===== PASSAGE PROVIDED

Sine-squared function

This article is about a particular function from a subset of the real numbers to the real numbers. Information about the function, including its domain, range, and key data relating to graphing, differentiation, and integration, is presented in the article.
View a complete list of particular functions on this wiki

Definition

This function, denoted $\sin ^{2}$ , is defined as the composite of the square function and the sine function. Explicitly, it is the map:

$x\mapsto (\sin x)^{2}$

For brevity, we write $(\sin x)^{2}$ as $\sin ^{2}x$ .

Key data

Item	Value
Default domain	all real numbers, i.e., all of $\mathbb {R}$
range	$[0,1]$ , i.e., $\{y\mid 0\leq y\leq 1\}$ absolute maximum value: 1, absolute minimum value: 0
period	$\pi$ , i.e., $180\,^{\circ }$
local maximum value and points of attainment	All local maximum values are equal to 1, and are attained at odd integer multiples of $\pi /2$ .

==========

== PROBLEMS TO SOLVE ==
a) List every item named in the left column of the key data table in the sine-squared article.
b) In the sine-squared article, what period is given for the function?
c) Please carry on the sine-squared article from its last table row.

===== DATA SECTION

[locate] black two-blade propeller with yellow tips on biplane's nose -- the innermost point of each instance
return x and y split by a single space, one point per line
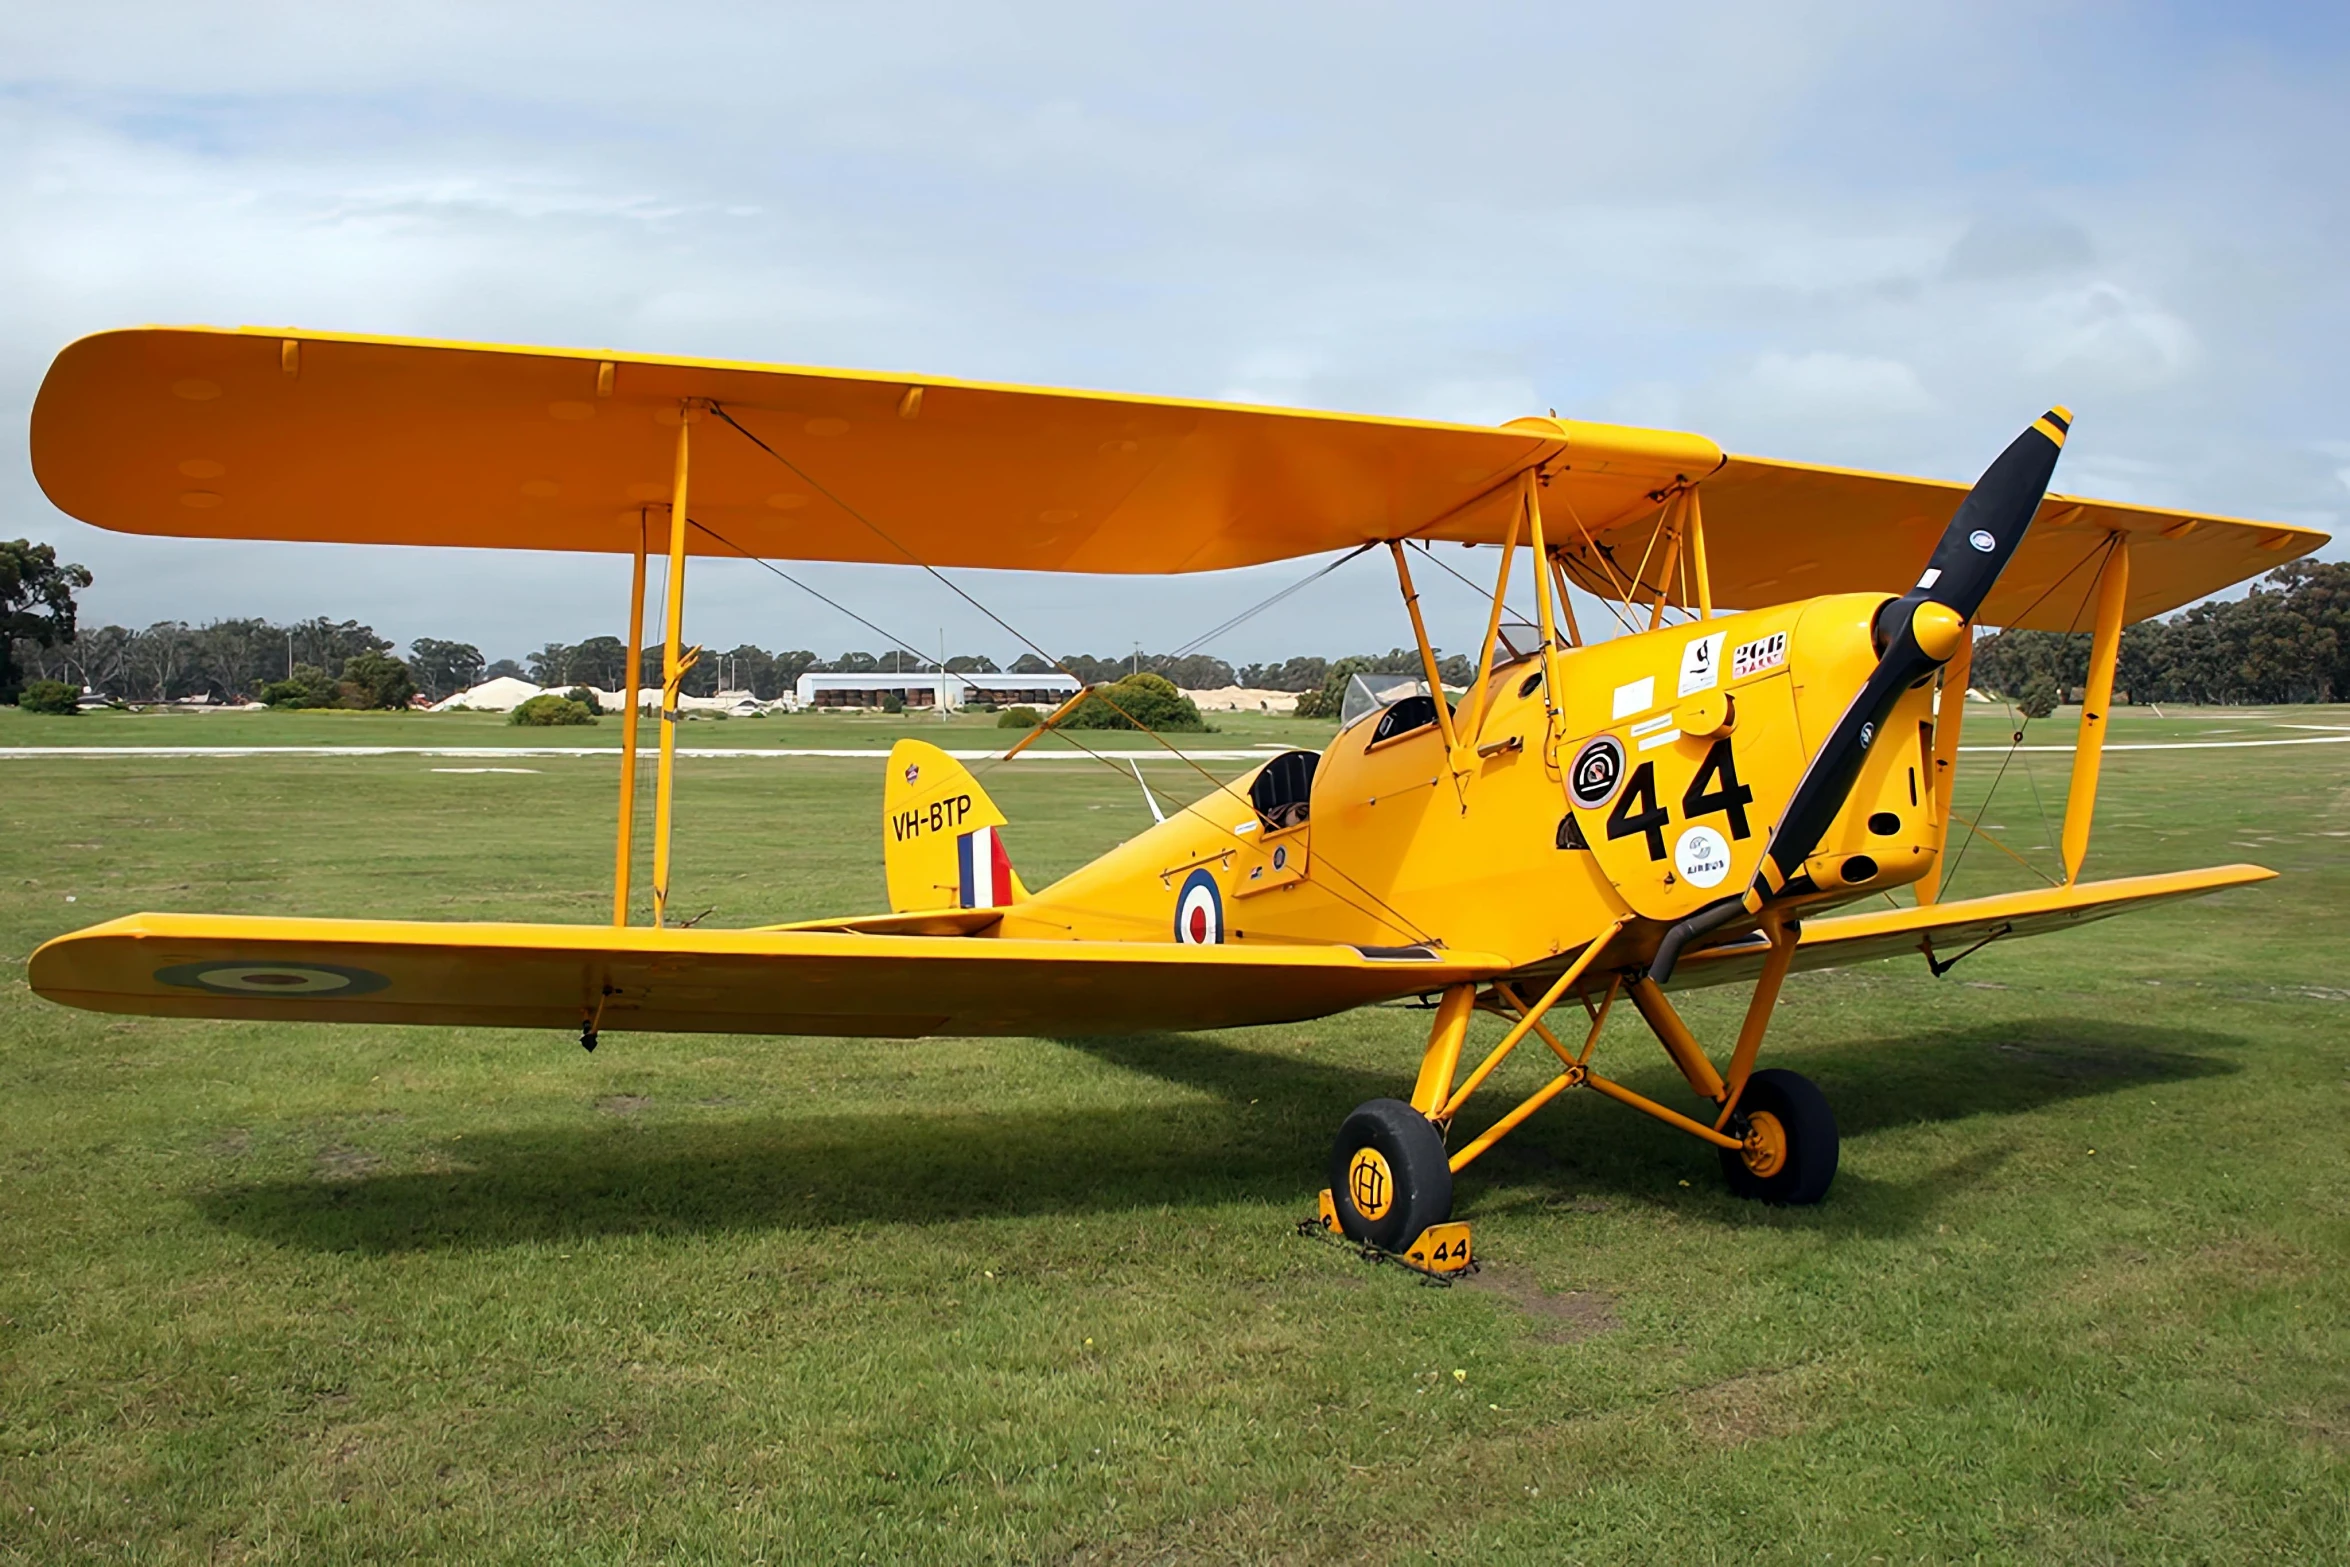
1916 635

==========

== RESPONSES TO THE TASKS ==
a)
Default domain
range
period
local maximum value and points of attainment

b) π, which is 180°.

c)
local minimum value and points of attainment	All local minimum values are equal to 0, and are attained at integer multiples of $\pi$ .
points of inflection (both coordinates)	odd multiples of $\pi /4$ , with value 1/2 at each point.
derivative	$x\mapsto \sin(2x)=2\sin x\cos x$ , i.e., double-angle sine function.
second derivative	$x\mapsto -2\cos(2x)$
$n^{th}$ derivative	$2^{n-1}$ times an expression that is $\pm \sin$ or $\pm \cos$ of $2x$ , depending on the remainder of $n$ mod $4$
antiderivative	$x\mapsto {\frac {x}{2}}-{\frac {\sin(2x)}{4}}+C$
mean value over a period	1/2
expression as a sinusoidal function plus a constant function	$(1/2)-\cos(2x)/2$
important symmetries	even function (follows from composite of even function with odd function is even, the square function being even, and the sine function being odd) more generally, miror symmetry about any vertical line of the form $x=n\pi /2$ , $n$ an integer. Also, half turn symmetry about all points of the form $(n\pi /2+\pi /4,1/2)$ .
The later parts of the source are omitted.